DATA FOR THIS EXERCISE
--------

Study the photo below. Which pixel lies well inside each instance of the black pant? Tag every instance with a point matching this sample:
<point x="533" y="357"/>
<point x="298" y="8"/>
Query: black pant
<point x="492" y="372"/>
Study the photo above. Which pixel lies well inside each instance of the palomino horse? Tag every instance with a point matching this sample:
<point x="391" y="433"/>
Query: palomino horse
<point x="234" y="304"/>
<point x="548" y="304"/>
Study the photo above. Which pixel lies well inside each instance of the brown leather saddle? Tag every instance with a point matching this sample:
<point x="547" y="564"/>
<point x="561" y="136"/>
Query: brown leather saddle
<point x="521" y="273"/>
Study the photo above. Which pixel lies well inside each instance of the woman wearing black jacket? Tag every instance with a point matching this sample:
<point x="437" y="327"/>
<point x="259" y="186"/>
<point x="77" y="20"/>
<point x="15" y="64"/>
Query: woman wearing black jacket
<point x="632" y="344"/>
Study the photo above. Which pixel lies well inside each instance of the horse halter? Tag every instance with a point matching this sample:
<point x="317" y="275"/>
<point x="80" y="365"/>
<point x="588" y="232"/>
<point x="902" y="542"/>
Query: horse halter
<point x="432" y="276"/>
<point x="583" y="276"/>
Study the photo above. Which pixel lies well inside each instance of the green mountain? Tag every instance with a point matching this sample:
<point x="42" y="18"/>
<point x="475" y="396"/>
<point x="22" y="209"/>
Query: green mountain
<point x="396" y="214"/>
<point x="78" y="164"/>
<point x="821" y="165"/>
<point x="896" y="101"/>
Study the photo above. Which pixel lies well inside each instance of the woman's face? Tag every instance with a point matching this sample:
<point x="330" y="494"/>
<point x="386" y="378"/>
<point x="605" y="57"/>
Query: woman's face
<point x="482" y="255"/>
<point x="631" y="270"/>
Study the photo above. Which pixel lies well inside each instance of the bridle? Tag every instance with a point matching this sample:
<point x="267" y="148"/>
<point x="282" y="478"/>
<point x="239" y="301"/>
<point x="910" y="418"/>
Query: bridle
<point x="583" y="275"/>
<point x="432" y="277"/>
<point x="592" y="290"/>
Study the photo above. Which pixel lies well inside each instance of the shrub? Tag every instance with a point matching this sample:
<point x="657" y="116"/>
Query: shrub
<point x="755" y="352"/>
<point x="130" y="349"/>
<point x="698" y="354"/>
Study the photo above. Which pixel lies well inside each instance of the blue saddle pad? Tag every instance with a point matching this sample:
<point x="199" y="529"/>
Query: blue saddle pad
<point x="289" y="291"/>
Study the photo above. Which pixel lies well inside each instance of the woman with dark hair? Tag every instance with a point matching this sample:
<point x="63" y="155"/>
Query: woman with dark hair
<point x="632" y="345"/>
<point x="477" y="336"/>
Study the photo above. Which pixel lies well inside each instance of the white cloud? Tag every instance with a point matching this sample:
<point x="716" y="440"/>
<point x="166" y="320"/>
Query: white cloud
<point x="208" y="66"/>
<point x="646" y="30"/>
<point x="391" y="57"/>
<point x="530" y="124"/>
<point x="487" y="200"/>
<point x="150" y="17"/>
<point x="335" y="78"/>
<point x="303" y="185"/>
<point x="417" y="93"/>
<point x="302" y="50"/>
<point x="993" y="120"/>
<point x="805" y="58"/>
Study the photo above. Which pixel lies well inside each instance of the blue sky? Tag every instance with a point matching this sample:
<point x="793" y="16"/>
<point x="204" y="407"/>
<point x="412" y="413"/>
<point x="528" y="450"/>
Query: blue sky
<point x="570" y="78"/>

--------

TASK INSTRUCTIONS
Reproduce every item above word for word, from the first line to the last.

TASK RESULT
Study the photo below. Which pixel lies well inside each instance of the black pant? Tag every instance with a point matching this sample:
<point x="533" y="357"/>
<point x="298" y="8"/>
Query: black pant
<point x="492" y="372"/>
Study the photo above. Which pixel lies well inside each instance of the palomino horse? Tag every instance with a point matching this sample:
<point x="391" y="433"/>
Query: palomino horse
<point x="234" y="304"/>
<point x="548" y="304"/>
Study the photo above. Which pixel lies well inside each instance of the brown leather saddle? Tag every instance with a point matching this sample:
<point x="547" y="564"/>
<point x="561" y="136"/>
Query: brown leather saddle
<point x="521" y="273"/>
Study the photo above. Which pixel lies well inside each instance of the woman wearing black jacket? Tag every instance with a point matching this sample:
<point x="437" y="327"/>
<point x="259" y="186"/>
<point x="77" y="20"/>
<point x="15" y="64"/>
Query: woman wearing black jacket
<point x="632" y="344"/>
Study the photo above. Which pixel lies well inside each instance of the horse halter? Tag every instance with a point matching this sample:
<point x="317" y="275"/>
<point x="80" y="365"/>
<point x="588" y="232"/>
<point x="902" y="542"/>
Query: horse halter
<point x="432" y="276"/>
<point x="583" y="276"/>
Study the photo above. Which pixel lies well inside each instance of the green mountain? Tag every instance with a point matching this sample:
<point x="42" y="18"/>
<point x="475" y="396"/>
<point x="22" y="209"/>
Query: green mountain
<point x="396" y="214"/>
<point x="78" y="164"/>
<point x="821" y="165"/>
<point x="896" y="101"/>
Study the photo above. Which pixel lies well inside each instance of the woman's face? Tag every instance with a point matching this sample:
<point x="330" y="494"/>
<point x="386" y="378"/>
<point x="605" y="57"/>
Query: woman's face
<point x="482" y="255"/>
<point x="631" y="270"/>
Study the photo above. Which pixel lies well inside each instance of the bridle? Tag every instance with a point matching this sample:
<point x="267" y="148"/>
<point x="282" y="478"/>
<point x="239" y="301"/>
<point x="910" y="418"/>
Query: bridle
<point x="583" y="275"/>
<point x="432" y="277"/>
<point x="592" y="290"/>
Study the photo above. Which pixel lies well inside each instance of the shrub? Tag every instance with a point matching this sample:
<point x="657" y="116"/>
Query: shrub
<point x="755" y="352"/>
<point x="130" y="349"/>
<point x="698" y="354"/>
Study the photo above. Which pixel lies well inside each instance of the blue saddle pad? Tag every instance with a point matching this sample:
<point x="199" y="529"/>
Query: blue saddle pad
<point x="289" y="291"/>
Study the photo above. Which pixel lies well inside each instance of the woman with dark hair? Tag every instance with a point matching this sample:
<point x="63" y="155"/>
Query: woman with dark hair
<point x="632" y="345"/>
<point x="477" y="336"/>
Study the photo above. Which pixel lies well inside each instance of the white cloud? Tag every instance with a point matching this sample:
<point x="716" y="440"/>
<point x="166" y="320"/>
Query: white cloud
<point x="208" y="66"/>
<point x="646" y="30"/>
<point x="391" y="57"/>
<point x="530" y="124"/>
<point x="487" y="200"/>
<point x="150" y="17"/>
<point x="335" y="78"/>
<point x="303" y="185"/>
<point x="417" y="93"/>
<point x="302" y="50"/>
<point x="993" y="120"/>
<point x="805" y="58"/>
Study the photo above. Which pixel lies well inside each instance of the blue sky? Tag every instance with a point matching this sample:
<point x="793" y="16"/>
<point x="204" y="407"/>
<point x="412" y="413"/>
<point x="528" y="450"/>
Query: blue sky
<point x="570" y="78"/>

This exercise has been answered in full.